[Stored records]
+ + + + +
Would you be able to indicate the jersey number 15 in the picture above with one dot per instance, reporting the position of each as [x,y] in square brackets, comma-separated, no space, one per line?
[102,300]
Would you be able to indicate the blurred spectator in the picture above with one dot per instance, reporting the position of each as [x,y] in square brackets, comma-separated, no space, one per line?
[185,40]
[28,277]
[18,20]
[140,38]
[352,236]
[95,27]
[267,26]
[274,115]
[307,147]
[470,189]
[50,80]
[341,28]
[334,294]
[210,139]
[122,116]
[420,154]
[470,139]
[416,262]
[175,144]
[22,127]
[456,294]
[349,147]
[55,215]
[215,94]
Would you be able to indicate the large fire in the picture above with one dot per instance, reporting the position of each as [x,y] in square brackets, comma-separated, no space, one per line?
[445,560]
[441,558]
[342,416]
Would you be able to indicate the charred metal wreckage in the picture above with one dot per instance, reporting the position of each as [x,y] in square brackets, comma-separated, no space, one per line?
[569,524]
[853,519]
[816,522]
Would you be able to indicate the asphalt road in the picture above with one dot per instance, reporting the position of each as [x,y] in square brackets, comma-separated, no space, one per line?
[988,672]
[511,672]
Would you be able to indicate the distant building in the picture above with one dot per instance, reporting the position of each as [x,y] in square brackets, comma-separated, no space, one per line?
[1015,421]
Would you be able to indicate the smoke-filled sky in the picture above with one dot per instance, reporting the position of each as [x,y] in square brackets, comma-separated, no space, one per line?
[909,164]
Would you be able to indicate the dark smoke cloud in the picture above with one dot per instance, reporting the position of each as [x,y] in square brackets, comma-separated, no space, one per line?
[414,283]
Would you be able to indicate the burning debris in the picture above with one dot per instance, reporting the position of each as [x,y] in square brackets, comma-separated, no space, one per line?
+ + + + +
- Objective: Transcribe every line of the data, exactly as it stands.

- Full response:
Would you be able to indicate the jersey number 15 in the picture above with one dot per instance, reporting the position of each as [x,y] in square brackets, comma-separated, no space, one per line?
[102,300]
Would you be able to indicate the blurred spectator in the picture above with one dot per instance, reporting the position of each as [x,y] in square brackets, comma-separated, no space, one per line?
[185,40]
[28,277]
[18,20]
[140,38]
[352,236]
[95,27]
[267,26]
[274,115]
[307,147]
[470,189]
[50,80]
[341,28]
[334,294]
[210,139]
[122,116]
[420,154]
[470,139]
[416,262]
[175,144]
[22,127]
[456,294]
[349,147]
[55,215]
[215,94]
Would you be able to indicate the large fire in the picture above with one dot per instance, reporting the position of each as [x,y] in square brackets, comma-separated, no space, one per line?
[445,560]
[441,558]
[342,416]
Would you be able to indicate the charred metal wreckage in the picture above with one dot per instance, reporting the position of each as [x,y] in square brackets, comma-separated, no space, one per line?
[569,524]
[853,519]
[816,522]
Would you be able to indicate the asphalt road in the picture above with one dot per instance, reporting the position of each as [x,y] in square brackets, comma-separated, no space, one per line?
[988,672]
[511,672]
Would you be able to indicate the distant building in the picture above with one dot per instance, reporting the position of each as [x,y] in square brackets, comma-separated, no space, one per line?
[1015,421]
Would you be able to indicate the smoke-filled sky in the picture above with one dot per instance, reporting the position of each as [x,y] in square brackets, comma-separated, no space, one per line?
[909,164]
Would you be able to indicate the dark smoke cloud in the picture above with one dot per instance, reporting the position of each as [x,y] in square brackets, comma-separated, no space, one per line?
[414,283]
Would you be able to indicate the burning debris in the picture above with one dot per instance, reporting the position of each as [x,y] in square brackets, comma-separated, no space, one per line?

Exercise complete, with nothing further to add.